Stored data entries:
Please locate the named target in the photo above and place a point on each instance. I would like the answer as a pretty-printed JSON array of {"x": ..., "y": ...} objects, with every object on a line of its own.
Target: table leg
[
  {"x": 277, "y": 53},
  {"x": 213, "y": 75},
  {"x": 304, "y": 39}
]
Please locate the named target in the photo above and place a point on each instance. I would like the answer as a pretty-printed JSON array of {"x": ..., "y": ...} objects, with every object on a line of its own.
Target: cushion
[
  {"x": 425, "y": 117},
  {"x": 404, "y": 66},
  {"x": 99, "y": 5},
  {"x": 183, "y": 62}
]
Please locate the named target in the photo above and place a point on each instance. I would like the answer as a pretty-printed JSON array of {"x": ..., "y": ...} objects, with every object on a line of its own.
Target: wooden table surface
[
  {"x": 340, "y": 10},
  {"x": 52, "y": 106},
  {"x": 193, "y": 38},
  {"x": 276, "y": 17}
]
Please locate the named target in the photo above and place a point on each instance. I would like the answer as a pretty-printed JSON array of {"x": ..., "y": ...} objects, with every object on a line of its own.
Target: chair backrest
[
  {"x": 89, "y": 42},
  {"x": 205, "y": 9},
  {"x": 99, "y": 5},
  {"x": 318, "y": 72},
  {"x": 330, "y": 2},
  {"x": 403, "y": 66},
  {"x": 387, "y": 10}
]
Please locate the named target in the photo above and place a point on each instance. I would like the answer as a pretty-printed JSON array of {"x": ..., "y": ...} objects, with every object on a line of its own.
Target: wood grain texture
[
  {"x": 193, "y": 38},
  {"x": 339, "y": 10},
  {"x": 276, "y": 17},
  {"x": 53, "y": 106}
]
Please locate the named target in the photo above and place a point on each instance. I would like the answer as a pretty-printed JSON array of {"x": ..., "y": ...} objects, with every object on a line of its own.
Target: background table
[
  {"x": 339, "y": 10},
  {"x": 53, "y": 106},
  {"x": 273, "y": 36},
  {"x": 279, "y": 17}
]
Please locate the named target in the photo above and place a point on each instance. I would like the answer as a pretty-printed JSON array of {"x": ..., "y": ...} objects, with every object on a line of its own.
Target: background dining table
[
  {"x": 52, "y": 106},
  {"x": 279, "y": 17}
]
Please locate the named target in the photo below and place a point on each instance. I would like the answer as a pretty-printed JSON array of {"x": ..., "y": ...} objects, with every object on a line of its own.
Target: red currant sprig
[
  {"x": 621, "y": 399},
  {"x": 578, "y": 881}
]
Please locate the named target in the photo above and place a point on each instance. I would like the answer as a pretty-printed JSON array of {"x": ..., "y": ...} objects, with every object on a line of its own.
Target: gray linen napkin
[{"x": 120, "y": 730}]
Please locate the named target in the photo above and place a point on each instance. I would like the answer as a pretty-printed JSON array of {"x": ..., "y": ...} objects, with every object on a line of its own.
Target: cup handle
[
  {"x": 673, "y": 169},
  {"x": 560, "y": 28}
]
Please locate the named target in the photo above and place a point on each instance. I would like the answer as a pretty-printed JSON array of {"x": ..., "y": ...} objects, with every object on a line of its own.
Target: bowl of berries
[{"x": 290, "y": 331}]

• What needs to be done: The answer should be the complete set of records, printed exactly.

• Problem solution:
Please locate the named target in the photo above and place a point on each instance. I would like the answer as a pretty-printed JSON array of {"x": ..., "y": ...} objects, with every object on a line of its own.
Target: table leg
[
  {"x": 277, "y": 53},
  {"x": 213, "y": 75},
  {"x": 304, "y": 39}
]
Please locate the named target in the photo above and place a point on each instance. I would like the answer as a pretty-printed JSON array of {"x": ..., "y": ...} objects, with every object on a line of its own.
Target: cushion
[
  {"x": 425, "y": 117},
  {"x": 404, "y": 66},
  {"x": 99, "y": 5},
  {"x": 183, "y": 62}
]
Please locate the named target in the photo above and place a point on each instance. I would like the answer as a pretty-printed JSON array of {"x": ..., "y": ...} objects, with every object on a line of its own.
Target: wooden table surface
[
  {"x": 340, "y": 10},
  {"x": 52, "y": 106},
  {"x": 193, "y": 38},
  {"x": 276, "y": 17}
]
Please locate the named target in the photo above and place a point on each instance. I would like the answer as a pretty-printed JSON array of {"x": ..., "y": ...} objects, with every object on a line of its own.
Target: chair backrest
[
  {"x": 89, "y": 42},
  {"x": 205, "y": 9},
  {"x": 99, "y": 5},
  {"x": 318, "y": 72},
  {"x": 330, "y": 2},
  {"x": 403, "y": 66},
  {"x": 387, "y": 10}
]
Please locate the named target in the photo above and place a point on each instance. I would like the answer as a pretty-printed JSON array of {"x": ..., "y": ...} objects, with every object on a line of its own.
Target: wood grain texture
[
  {"x": 193, "y": 38},
  {"x": 339, "y": 10},
  {"x": 276, "y": 17},
  {"x": 53, "y": 106}
]
Please locate the named target in the photo above and place a point on each instance. I would like the answer as a pretty-printed JSON array of {"x": ..., "y": ...} objects, with every object on a line of its own.
Target: background table
[
  {"x": 339, "y": 10},
  {"x": 53, "y": 106},
  {"x": 273, "y": 36},
  {"x": 279, "y": 17}
]
Please locate the named target in the photo above and place a point on each instance. I would like the answer as a pretty-printed JSON array of {"x": ..., "y": ...} objects, with every object on a line of its own.
Target: background dining table
[
  {"x": 52, "y": 106},
  {"x": 279, "y": 17}
]
Please locate the named target in the photo below and place a point on each instance. I would like the answer as a pretty-printed JSON array of {"x": ..., "y": ...} objects, with every object on a line of its own.
Target: red currant sprig
[
  {"x": 621, "y": 399},
  {"x": 578, "y": 881}
]
Please locate the named target in the photo above and place a point on each instance. I would like the answer as a pretty-printed JSON array of {"x": ..., "y": ...} objects, with every object on a line of its own.
Target: gray linen napkin
[{"x": 120, "y": 730}]
Please locate the named target in the photo above and place a point on each instance. I would like the answer as a pretty-printed JSON array of {"x": ..., "y": ...} objects, with every object on a line of its own.
Target: cup handle
[
  {"x": 673, "y": 169},
  {"x": 560, "y": 28}
]
Please locate the named target in the photo above and place a point on each instance. I would like the answer as a pretty-printed JSON array of {"x": ..., "y": ...} objects, with every object on a line of its own.
Target: bowl of berries
[{"x": 290, "y": 331}]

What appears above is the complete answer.